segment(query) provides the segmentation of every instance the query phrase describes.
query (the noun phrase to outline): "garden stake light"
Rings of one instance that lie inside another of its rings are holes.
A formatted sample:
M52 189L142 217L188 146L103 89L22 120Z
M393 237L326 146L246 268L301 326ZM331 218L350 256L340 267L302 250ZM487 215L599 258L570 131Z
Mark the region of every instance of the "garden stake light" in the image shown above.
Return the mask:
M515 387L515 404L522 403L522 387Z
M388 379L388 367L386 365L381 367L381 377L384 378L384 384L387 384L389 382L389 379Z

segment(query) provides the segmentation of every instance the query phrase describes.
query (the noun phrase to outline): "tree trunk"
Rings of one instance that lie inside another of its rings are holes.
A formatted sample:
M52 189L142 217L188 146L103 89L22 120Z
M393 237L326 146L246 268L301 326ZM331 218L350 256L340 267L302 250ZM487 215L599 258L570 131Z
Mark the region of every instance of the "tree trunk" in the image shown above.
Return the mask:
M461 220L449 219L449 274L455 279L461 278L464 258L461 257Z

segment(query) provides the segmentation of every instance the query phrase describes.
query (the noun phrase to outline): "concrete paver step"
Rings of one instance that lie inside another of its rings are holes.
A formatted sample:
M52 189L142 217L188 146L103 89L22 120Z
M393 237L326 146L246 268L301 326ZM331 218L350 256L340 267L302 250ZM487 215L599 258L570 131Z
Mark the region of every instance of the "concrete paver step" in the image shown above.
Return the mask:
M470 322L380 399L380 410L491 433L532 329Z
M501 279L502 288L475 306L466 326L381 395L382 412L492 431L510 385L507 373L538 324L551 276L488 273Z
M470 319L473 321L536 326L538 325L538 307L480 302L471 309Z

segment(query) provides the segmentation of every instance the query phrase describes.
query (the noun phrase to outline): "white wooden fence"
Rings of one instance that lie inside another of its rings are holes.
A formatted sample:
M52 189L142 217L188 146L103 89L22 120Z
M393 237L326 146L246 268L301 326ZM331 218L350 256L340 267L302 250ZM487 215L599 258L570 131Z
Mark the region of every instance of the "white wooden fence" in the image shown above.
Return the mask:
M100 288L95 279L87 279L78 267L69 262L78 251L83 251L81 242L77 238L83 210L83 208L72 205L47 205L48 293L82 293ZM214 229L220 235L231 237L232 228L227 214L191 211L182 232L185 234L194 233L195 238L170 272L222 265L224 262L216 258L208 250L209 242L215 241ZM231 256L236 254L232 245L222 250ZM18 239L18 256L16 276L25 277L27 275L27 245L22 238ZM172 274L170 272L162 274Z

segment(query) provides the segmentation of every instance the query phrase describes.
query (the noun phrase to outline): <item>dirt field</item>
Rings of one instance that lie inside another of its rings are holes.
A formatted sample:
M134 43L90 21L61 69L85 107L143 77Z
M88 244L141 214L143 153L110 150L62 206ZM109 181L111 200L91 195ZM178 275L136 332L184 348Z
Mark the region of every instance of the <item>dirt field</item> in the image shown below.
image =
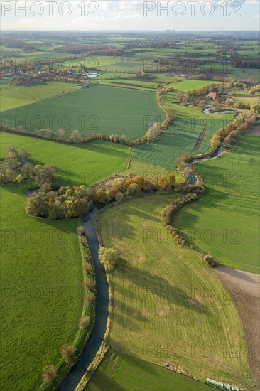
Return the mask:
M249 132L249 136L260 136L260 124L257 124Z
M245 331L252 378L260 387L260 276L224 266L214 271L232 297Z

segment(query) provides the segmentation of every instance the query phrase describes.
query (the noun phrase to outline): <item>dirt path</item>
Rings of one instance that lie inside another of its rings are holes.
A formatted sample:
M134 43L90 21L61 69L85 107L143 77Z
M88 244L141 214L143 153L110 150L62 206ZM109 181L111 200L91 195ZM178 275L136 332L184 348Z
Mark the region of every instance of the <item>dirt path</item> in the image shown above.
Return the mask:
M214 272L234 300L244 326L252 378L260 387L260 276L219 266Z
M257 124L249 133L249 136L260 136L260 124Z
M200 146L201 145L201 143L203 141L204 136L207 130L207 125L208 125L208 121L207 121L205 126L202 129L202 130L200 132L199 136L197 137L197 142L193 149L193 152L195 151L198 151L200 149Z

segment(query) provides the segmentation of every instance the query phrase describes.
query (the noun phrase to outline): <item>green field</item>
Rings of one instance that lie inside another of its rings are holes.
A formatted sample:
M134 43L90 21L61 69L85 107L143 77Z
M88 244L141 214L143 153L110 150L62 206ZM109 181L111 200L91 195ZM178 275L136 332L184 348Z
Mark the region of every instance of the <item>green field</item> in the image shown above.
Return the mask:
M235 149L197 170L207 191L183 208L173 225L221 264L259 273L259 138L247 136Z
M51 82L36 85L9 85L0 90L0 111L30 105L39 100L78 90L75 84Z
M80 220L26 216L26 190L0 188L3 390L38 389L43 368L78 334L83 306Z
M260 70L259 69L241 68L244 75L246 76L251 76L257 82L260 82Z
M193 90L199 90L208 85L209 84L219 84L220 82L215 82L212 80L182 80L181 82L172 82L170 84L166 85L166 88L170 87L173 87L175 90L178 91L183 91L186 92L187 91L192 91Z
M161 221L177 196L145 196L97 215L103 245L121 256L113 274L112 347L150 363L174 363L202 381L245 385L247 350L234 305L196 253L178 246Z
M109 350L86 391L212 391L211 387L147 361Z
M168 97L164 97L166 101ZM171 125L160 136L158 141L140 145L133 149L133 160L143 161L167 169L175 166L176 159L182 154L196 155L210 150L212 135L229 122L234 116L208 115L193 107L171 105L175 119ZM198 149L195 145L200 132L205 135Z
M55 183L70 186L91 185L125 168L129 149L97 140L72 146L1 132L1 157L6 146L26 148L35 164L52 164L56 168Z
M29 130L63 127L67 134L77 129L86 134L125 134L134 139L145 134L149 118L165 118L155 93L99 85L6 111L2 124L17 127L26 116L25 127Z

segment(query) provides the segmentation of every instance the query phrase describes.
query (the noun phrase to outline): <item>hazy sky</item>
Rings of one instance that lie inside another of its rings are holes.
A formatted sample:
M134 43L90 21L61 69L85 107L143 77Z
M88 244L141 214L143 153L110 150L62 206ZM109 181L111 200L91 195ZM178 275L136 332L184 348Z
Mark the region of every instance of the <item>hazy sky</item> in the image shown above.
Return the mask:
M2 30L258 30L259 9L260 0L2 0L1 20Z

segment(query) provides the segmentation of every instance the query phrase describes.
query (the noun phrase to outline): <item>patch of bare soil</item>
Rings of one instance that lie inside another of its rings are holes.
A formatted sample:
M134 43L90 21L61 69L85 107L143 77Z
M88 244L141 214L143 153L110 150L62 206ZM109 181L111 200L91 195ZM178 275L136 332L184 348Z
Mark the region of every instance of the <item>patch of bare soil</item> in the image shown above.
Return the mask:
M260 276L219 266L214 269L232 296L244 326L251 375L260 387Z
M201 145L201 143L203 141L203 139L204 139L204 136L207 130L207 127L208 127L208 121L207 122L205 126L204 127L204 128L202 129L202 130L200 132L200 134L199 134L199 136L197 137L197 142L193 149L193 151L198 151L199 149L200 149L200 146Z
M254 127L254 128L250 130L249 134L250 136L256 136L256 137L259 137L260 136L260 124L257 124L257 125L256 125L255 127Z

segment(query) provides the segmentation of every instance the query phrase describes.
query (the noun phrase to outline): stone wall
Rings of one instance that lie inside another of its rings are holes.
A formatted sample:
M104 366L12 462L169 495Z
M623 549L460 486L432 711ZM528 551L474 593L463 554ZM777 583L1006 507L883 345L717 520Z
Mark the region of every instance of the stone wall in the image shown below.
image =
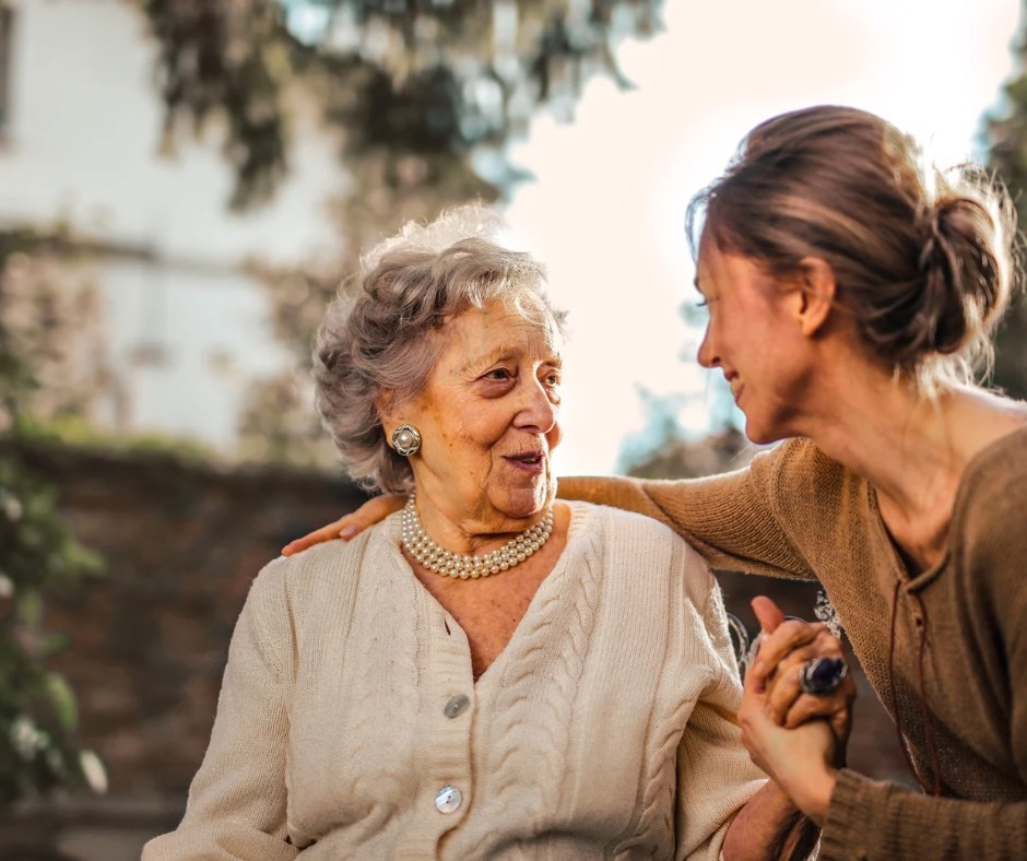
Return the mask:
M46 622L69 637L55 669L78 693L81 741L103 757L110 787L0 824L0 860L28 857L14 844L138 859L142 841L181 815L253 576L364 495L320 474L225 471L166 455L33 447L24 457L106 561L102 576L48 602Z
M78 536L107 563L103 576L49 602L47 624L69 636L56 668L78 692L82 742L104 758L110 789L0 823L0 861L134 859L181 814L253 576L286 541L352 510L363 495L319 474L224 471L163 455L33 447L24 457L59 488ZM721 581L729 610L746 622L758 593L812 615L807 585L741 575ZM901 776L894 727L859 681L850 762L877 777ZM51 854L31 856L27 846Z

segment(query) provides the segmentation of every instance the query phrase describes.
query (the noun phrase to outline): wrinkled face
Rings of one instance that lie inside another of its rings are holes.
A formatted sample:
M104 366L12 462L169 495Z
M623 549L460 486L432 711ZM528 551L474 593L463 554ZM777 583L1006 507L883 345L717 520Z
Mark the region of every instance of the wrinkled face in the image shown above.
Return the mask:
M795 434L812 373L810 346L793 314L798 287L706 238L699 246L696 287L709 309L699 364L723 371L745 413L746 436L764 444Z
M411 467L425 527L435 515L496 532L521 529L556 493L556 326L495 302L456 317L438 337L441 355L424 391L396 412L421 432Z

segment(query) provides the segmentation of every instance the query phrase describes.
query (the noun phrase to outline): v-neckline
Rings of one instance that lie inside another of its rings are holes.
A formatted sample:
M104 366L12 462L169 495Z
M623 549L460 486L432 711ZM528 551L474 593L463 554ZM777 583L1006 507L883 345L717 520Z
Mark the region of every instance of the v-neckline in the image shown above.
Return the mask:
M527 627L528 621L541 612L541 609L540 609L541 604L543 604L544 602L548 600L546 598L547 593L556 589L557 583L566 576L566 570L570 564L569 558L572 552L571 544L575 542L576 533L580 529L580 520L582 517L583 509L581 506L572 502L564 502L563 504L567 506L569 510L569 515L570 515L568 518L568 523L567 523L567 540L564 544L564 547L560 551L559 556L557 556L556 562L553 564L553 568L539 583L538 589L535 589L534 594L531 597L531 600L528 602L528 606L526 608L523 615L521 615L517 625L515 625L514 632L510 634L510 637L506 641L506 645L499 650L495 659L493 659L492 663L489 663L488 667L485 668L485 671L480 676L477 676L477 679L473 679L473 670L472 670L472 680L473 680L475 689L479 689L482 681L485 680L486 676L498 675L499 671L494 672L494 668L497 664L507 663L510 653L514 651L514 647L516 646L518 640L522 639L524 636L523 632ZM397 515L393 515L392 517L397 517ZM455 630L460 632L460 636L463 638L465 648L468 650L468 656L467 656L468 664L471 664L471 641L467 635L467 632L463 629L463 626L460 625L459 622L457 622L452 613L450 613L445 606L442 606L442 603L434 594L432 594L430 590L421 581L421 578L418 578L417 575L414 573L413 567L411 566L410 562L408 562L406 557L403 555L402 547L400 546L398 542L399 534L400 534L399 530L393 529L393 534L390 536L390 542L392 542L393 549L397 555L402 561L403 565L406 568L409 576L414 581L415 588L421 590L422 600L428 602L428 606L436 609L437 612L441 614L442 618L446 622L447 627L453 628Z

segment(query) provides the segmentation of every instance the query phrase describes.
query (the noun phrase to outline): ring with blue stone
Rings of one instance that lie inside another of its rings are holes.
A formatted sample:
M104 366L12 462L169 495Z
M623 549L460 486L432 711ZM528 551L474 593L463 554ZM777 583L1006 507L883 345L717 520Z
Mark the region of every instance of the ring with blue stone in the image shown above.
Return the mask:
M799 668L799 686L806 694L822 697L829 694L849 674L842 658L811 658Z

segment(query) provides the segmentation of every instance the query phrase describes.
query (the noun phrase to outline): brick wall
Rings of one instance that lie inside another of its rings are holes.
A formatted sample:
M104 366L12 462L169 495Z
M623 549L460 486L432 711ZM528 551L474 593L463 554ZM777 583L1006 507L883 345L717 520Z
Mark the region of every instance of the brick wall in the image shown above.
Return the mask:
M147 836L178 821L253 576L286 541L363 496L319 474L223 471L163 455L23 453L59 488L80 540L107 561L102 577L48 604L47 623L70 637L56 665L79 694L82 742L106 762L110 791L59 799L0 823L0 861L28 857L15 842L86 861L138 858ZM746 622L747 602L759 593L812 616L815 590L806 585L741 575L721 581L729 610ZM873 776L901 777L894 727L859 682L850 762Z

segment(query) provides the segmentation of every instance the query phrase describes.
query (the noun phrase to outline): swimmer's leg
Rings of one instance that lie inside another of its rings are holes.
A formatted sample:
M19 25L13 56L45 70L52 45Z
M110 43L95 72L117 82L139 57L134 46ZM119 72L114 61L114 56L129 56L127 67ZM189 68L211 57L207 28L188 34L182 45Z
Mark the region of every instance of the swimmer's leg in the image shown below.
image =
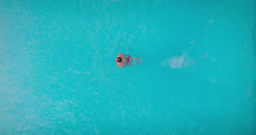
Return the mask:
M131 57L131 58L134 60L135 60L135 61L138 61L138 60L141 60L141 59L138 58L137 57Z

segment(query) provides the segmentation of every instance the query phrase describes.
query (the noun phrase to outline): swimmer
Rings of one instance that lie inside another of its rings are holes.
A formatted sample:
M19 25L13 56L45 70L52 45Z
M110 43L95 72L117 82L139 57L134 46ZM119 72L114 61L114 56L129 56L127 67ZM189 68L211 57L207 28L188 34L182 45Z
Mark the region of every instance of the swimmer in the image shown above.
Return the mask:
M131 62L131 60L138 61ZM134 65L140 64L142 62L142 60L137 57L130 57L129 55L124 55L121 53L117 55L117 57L115 59L119 68L124 68L129 66L130 65Z

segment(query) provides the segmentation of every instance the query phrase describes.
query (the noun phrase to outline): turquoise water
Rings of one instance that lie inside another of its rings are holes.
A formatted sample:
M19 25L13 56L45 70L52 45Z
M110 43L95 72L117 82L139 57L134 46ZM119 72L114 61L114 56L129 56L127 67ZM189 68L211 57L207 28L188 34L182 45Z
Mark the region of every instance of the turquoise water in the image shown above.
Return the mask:
M0 1L1 135L256 134L256 2ZM143 59L118 68L120 52Z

WHAT NEEDS TO BE DONE: Pick out every line of the data above that contains the word "face", treating uppercase and lowercase letters as distinct.

WRITTEN RESPONSE:
query (the noun phrase to outline): wrinkled face
Mark the region of every instance of the wrinkled face in the image shown above.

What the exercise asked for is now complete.